- _Source passage_:
*** Begin section ***

Tuesday, June 06, 2017

Copyright v. false advertising in medical devices

Healthmate Int’l, LLC v. French, 2017 WL 2389715, No. 15-0761 (W.D. Mo. Jun. 1, 2017)

The parties (including defendant Rampant Lion) compete to sell TENS units, which administer electrical current to portions of the body in order to relieve pain. Healthmate registered three copyrights for graphical displays on TENS units. The displays have a series of picture-based icons that symbolize the TENS unit’s various functions and a battery-shaped icon with hashmarks meant to symbolize the amount of energy remaining in the TENS unit. Some of the displays also include icons that represent parts of the body, a clock or timer, or an “intensity” meter (a bar with hashmarks intended to indicate the current’s intensity). Healthmate alleged that defendants infringed by using substantially similar displays on their own TENS units.

comment: um, no

Defendants attempted to rebut the presumption of copyrightability by arguing that the claimed matter (1) was an uncopyrightable “method of operation” or (2) was not original. The court refused to grant summary judgment on these theories.  Even assuming that Lotus v. Borland was the correct framework, Healthmate was claiming the pictures it put on the TENS units’ buttons, not the buttons themselves.  (Well, that “derivative work” claim looks more like the latter to me.)  The pictures weren’t themselves the method of operation, even if they were physically placed on the buttons, and thus were copyrightable.  On originality, there was conflicting testimony about whether the icons were copied from a competitor and therefore not original.  There were also factual issues precluding summary judgment on infringement.

*** End section ***

- _Source data_:
*** Begin section ***

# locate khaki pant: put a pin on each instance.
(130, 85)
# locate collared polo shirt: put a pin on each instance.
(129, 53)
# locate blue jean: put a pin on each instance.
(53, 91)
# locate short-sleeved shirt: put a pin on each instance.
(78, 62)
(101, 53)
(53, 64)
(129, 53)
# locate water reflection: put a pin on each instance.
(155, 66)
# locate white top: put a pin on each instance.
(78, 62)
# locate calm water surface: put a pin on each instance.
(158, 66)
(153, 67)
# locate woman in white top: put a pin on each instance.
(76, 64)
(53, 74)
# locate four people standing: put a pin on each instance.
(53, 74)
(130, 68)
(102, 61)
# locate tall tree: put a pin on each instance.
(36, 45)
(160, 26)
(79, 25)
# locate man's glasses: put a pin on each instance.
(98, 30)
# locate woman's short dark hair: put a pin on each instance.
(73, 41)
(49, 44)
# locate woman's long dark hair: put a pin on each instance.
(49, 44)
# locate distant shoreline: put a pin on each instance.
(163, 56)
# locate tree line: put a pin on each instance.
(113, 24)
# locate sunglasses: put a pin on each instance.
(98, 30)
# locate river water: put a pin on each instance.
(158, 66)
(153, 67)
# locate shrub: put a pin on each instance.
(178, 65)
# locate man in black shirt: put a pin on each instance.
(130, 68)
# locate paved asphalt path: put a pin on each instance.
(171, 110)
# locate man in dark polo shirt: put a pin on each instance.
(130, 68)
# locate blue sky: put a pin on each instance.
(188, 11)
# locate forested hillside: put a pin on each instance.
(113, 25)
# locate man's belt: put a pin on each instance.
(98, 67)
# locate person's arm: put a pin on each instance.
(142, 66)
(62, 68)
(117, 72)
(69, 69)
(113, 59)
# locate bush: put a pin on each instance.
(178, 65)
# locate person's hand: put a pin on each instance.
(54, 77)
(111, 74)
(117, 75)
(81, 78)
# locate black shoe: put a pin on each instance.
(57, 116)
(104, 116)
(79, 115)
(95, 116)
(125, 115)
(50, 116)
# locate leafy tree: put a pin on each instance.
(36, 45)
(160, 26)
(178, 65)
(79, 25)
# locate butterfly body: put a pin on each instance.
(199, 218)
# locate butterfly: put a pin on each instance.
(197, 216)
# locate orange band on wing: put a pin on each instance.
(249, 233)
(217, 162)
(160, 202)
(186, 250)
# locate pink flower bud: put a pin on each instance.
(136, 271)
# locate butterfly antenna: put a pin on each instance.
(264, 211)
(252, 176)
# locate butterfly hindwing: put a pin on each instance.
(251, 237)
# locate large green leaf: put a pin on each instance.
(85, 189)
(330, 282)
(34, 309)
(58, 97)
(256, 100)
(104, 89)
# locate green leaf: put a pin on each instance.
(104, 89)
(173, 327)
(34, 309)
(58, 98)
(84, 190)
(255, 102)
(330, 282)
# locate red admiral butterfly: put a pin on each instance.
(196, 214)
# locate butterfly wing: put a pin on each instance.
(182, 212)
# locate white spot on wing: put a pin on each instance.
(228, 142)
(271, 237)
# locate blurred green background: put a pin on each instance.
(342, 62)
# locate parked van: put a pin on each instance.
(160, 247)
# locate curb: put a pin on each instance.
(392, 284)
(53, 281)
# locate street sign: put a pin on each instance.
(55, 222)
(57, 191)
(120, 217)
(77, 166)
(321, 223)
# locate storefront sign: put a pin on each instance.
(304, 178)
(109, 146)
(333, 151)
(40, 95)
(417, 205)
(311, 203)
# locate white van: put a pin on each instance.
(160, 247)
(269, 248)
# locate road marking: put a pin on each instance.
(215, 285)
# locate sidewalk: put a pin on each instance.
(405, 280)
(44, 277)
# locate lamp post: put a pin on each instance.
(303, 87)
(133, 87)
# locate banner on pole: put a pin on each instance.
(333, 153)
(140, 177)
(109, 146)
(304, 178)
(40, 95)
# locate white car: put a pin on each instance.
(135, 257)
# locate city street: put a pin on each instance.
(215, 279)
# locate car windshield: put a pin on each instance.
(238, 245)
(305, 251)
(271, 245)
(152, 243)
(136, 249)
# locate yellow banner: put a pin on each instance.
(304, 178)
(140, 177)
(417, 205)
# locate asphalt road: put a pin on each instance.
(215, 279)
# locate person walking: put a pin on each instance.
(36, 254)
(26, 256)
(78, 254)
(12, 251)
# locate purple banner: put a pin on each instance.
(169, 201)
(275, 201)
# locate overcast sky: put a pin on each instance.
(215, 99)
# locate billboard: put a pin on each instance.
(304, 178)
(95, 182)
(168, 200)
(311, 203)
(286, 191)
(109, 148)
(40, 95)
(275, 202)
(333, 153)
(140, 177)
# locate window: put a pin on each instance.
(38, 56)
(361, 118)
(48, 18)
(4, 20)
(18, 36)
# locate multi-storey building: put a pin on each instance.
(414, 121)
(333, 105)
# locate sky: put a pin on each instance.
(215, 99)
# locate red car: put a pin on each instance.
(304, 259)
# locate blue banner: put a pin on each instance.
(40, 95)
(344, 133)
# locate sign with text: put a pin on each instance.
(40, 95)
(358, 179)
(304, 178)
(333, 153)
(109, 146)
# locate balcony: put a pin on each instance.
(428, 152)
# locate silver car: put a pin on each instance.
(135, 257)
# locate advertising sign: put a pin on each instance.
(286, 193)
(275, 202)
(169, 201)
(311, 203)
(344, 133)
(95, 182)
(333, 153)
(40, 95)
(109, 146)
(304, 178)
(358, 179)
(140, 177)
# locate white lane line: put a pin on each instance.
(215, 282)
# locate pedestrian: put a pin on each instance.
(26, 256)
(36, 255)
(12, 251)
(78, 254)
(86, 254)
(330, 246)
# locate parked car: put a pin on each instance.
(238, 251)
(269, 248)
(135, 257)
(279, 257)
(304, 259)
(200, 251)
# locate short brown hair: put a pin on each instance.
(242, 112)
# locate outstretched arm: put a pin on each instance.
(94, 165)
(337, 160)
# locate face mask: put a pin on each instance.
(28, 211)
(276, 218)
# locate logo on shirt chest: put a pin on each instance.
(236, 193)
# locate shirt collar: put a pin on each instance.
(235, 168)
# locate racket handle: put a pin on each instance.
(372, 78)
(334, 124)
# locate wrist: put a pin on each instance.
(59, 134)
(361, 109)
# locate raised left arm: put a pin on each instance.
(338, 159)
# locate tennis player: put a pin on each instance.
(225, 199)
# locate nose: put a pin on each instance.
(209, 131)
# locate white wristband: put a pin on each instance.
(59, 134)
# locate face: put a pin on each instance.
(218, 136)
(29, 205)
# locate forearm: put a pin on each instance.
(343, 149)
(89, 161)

*** End section ***

- _Questions to answer_:
• a. In the post about the Healthmate copyright case, how many copyrights did Healthmate register, and for what?
• b. Continue the post about the Healthmate copyright case from the point where it stops.

- _Responses by item number_:
• a. Three copyrights, for graphical displays on TENS units.

• b.
Rampant Lion counterclaimed for violation of the Lanham Act and other torts.  Healthmate’s website indicated that some of the products were “FDA approved.” “However, to the FDA, ‘approved’ technically means that each individual device is inspected, like the USDA inspects all meat sold in the United States, which they [Plaintiff’s products] are not.” A product that is “FDA cleared” means (to the FDA and others who know the technical meaning to be attached to the phrase) that the product in question is substantially similar to another device that is already legally marketed for the same use. Here, Healthmate’s products were “FDA cleared” but not “FDA approved.” Some of Healthmate’s product descriptions used “FDA cleared,” and some used both phrases.  (I would have gone with literal falsity here: there’s a specific meaning in the industry, and Healthmate’s own use of the two phrases indicates that it recognized and presumably intended people to rely on the difference.)

Healthmate argued that its statement was mere puffery, or merely ambiguous.  The court disagreed with the former—“FDA approval” isn’t merely boasting or exaggeration, nor is it a general claim of superiority. It alleges a specific historical, falsifiable fact.  Healthmate argued that lots of people in the industry used “FDA approved” in a way common in the TENS unit industry, but there was no support for the proposition that falsity becomes puffery just because others in the industry make the same false statement.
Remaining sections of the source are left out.